» EXERCISE REQUIREMENTS:
**1)** List every place that the excerpt on the start of capitalism names.
**2)** Reproduce word for word the stretch of the excerpt on the start of capitalism from "It is said that" through "among other things.".

» EXCERPT:
— START —
The Start of Capitalism

 

            It is with capitalism as with the industrial revolution: there is no absolute limit of separation from a previous epoch (feudalism, renaissance) and, as a matter of fact, other forms continued to exist, and exist still, side by side.  Even   slavery exists today in parts of the world. 

There are historians and economists who contend that capitalism has always existed, and they point out some details of the past here and there. They are  confusing, of course, the idea of accumulation of wealth with the capitalist fact.  Others contend that in specific places, like Venice, capitalism existed “before its time”, just because they see that the sort of international trade we know today was quite important there, and also banking, currency exchange, etc.  But banking had also developed in the Netherlands. Among other places.    Charles V came to Castille from the Low Lands accompanied inter alia by bankers, and so travelled other monarchs, most probably, right from the Middle Ages.  In a word, the sort of mercantilism carried out by Venice, Holland and other countries long ago had nothing to do with what we know as capitalism.  The system could not have started, anyhow, until the industrial revolution was already in full swing, and, as we have said, in England. 

It is said that it all began when, in 1735, Watt brought out his spinning machine.  The spinning-rod had existed since the most remote antiquity, but until the new inventions came out, one after another, yarn and cloth were made by hand (or by hand and foot.)  The making and usage of tools, the employment of outside power (wind, sea, rivers and other waterways) were known already, but the English of the late eighteenth and the early nineeteenth centuries taught the world how to tame, then use, steam-power, among other things.
— END —
» PROVIDED DATA:
— START —
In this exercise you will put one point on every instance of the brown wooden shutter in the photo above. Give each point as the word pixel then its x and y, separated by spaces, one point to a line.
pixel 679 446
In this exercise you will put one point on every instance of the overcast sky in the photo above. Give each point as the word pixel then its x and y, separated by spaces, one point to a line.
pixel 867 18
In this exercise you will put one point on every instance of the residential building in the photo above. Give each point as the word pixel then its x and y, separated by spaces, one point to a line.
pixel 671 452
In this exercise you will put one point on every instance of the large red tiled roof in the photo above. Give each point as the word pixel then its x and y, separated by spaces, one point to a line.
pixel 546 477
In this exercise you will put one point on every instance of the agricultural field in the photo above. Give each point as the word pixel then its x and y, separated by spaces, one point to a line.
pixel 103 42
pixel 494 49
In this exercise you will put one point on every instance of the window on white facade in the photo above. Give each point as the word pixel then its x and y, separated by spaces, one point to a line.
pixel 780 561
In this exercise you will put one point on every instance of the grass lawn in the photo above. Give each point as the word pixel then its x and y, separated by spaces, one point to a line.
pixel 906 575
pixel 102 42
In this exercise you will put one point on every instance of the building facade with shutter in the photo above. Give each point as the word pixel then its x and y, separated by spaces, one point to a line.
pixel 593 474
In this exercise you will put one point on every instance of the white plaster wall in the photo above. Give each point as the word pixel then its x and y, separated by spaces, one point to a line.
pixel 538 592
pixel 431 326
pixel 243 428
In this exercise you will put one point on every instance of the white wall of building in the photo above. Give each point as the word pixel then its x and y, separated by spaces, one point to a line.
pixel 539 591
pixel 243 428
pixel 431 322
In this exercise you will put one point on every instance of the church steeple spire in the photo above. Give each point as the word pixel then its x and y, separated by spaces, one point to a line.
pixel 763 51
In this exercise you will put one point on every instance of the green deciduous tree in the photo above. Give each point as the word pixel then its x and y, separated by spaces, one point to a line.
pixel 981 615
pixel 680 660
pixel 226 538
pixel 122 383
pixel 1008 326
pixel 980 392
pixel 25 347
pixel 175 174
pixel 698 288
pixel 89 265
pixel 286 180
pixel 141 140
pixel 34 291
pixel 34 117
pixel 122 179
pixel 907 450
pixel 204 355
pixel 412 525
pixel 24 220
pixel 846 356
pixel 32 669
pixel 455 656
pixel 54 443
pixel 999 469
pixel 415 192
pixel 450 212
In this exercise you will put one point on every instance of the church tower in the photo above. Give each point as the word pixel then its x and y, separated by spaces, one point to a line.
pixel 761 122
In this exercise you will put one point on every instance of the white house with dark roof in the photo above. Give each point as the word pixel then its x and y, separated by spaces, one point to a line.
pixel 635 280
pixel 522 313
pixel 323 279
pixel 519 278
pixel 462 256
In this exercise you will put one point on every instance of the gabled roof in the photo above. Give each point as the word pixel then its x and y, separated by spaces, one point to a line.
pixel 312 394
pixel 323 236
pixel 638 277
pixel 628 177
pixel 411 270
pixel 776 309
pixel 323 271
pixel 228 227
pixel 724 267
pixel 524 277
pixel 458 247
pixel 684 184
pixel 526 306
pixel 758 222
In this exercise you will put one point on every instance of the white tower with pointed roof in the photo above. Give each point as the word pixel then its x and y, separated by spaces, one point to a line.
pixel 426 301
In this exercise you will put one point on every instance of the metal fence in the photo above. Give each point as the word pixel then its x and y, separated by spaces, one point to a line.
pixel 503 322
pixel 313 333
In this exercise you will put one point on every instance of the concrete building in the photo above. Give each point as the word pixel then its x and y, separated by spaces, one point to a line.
— END —
» SOLUTIONS TO THE EXERCISE:
**1)** Venice, the Netherlands, Castille, the Low Lands, Holland, England

**2)**
It is said that it all began when, in 1735, Watt brought out his spinning machine.  The spinning-rod had existed since the most remote antiquity, but until the new inventions came out, one after another, yarn and cloth were made by hand (or by hand and foot.)  The making and usage of tools, the employment of outside power (wind, sea, rivers and other waterways) were known already, but the English of the late eighteenth and the early nineeteenth centuries taught the world how to tame, then use, steam-power, among other things.